» **WHAT YOU WILL DO**
Hand back all of the records exactly as they read.
Segment Start: DATA TO USE
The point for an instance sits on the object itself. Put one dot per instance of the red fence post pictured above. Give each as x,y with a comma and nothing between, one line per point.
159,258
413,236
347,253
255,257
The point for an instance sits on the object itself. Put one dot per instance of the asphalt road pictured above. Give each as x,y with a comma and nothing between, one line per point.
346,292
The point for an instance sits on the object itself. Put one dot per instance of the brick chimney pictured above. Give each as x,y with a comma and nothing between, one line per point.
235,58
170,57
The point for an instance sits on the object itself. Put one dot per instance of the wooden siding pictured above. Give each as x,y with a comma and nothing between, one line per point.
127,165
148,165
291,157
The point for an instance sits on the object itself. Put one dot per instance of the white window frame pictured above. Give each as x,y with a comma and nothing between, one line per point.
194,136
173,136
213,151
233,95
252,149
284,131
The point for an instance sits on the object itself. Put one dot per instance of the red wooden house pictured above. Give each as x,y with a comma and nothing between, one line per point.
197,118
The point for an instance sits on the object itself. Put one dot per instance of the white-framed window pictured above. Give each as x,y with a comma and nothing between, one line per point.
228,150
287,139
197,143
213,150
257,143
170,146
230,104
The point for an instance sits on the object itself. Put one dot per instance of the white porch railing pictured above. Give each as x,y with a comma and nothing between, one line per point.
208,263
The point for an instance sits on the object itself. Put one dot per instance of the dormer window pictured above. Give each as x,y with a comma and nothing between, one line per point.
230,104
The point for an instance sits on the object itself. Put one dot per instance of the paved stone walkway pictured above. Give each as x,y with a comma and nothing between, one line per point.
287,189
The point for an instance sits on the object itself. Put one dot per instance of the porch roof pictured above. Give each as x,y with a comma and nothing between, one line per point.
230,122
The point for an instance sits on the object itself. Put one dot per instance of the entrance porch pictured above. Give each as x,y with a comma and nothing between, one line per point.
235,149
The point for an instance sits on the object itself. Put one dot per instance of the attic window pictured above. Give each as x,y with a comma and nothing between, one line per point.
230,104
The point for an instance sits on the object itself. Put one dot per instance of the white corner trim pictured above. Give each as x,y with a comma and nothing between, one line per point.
Segment End: DATA TO USE
» **WRITTEN RESPONSE**
The point for an instance sits on the object itself. Put one dot per instance of the red fence post pictured above. Give each as x,y with a comma and nothing between, one line per point.
159,258
413,236
347,253
255,257
The point for an instance sits on the object itself. Put one dot per instance of the asphalt road pictured above. Give each as x,y with a comma and nothing between, one line per point.
346,292
The point for an instance sits on the object itself. Put one dot per instance of the brick chimney pictured above. Give each as x,y with a comma and nothing between, one line per point.
235,58
170,57
The point for an instance sits on the object itself. Put one dot per instance of the wooden siding pictured above. Give each as x,y with a comma and nothing between, one line per point.
127,165
148,165
291,157
The point for an instance sits on the object itself. Put one dot per instance of the white window frame pictured above. Give each as x,y with a comma and nothing between, one line per point.
194,136
173,136
213,151
233,95
252,149
284,131
The point for an instance sits on the object itself. Put one dot per instance of the red wooden house pictured above. Give each as x,y with a comma and nothing between, one line per point.
197,118
The point for an instance sits on the object itself. Put one dot per instance of the white-framed window pictured above. Give each as x,y with a comma and nothing between, one line per point.
228,150
287,139
197,143
213,150
257,143
170,146
230,104
The point for an instance sits on the object itself. Put one dot per instance of the white porch railing pictured above. Give each as x,y with a comma and nothing between, one line per point.
208,263
The point for an instance sits on the object itself. Put one dot per instance of the dormer window pictured above. Give each as x,y with a comma and nothing between, one line per point.
230,104
The point for an instance sits on the object itself. Put one dot per instance of the paved stone walkway pictured above. Give each as x,y with a comma and nothing between, one line per point.
287,189
The point for an instance sits on the object itself. Put one dot per instance of the porch roof pictured above. Give each as x,y with a comma and nothing between, one line per point.
230,122
The point for an instance sits on the object itself. Put one dot per instance of the entrance porch pictured above. Give each as x,y with a comma and nothing between, one line per point.
235,149
The point for an instance sits on the object itself. Put one dot per instance of the attic window pictured above. Give each as x,y with a comma and nothing between, one line per point.
230,104
The point for an instance sits on the object itself. Put one dot per instance of the white corner trim pictured above. Give each as x,y with a comma and nothing between, one line per point.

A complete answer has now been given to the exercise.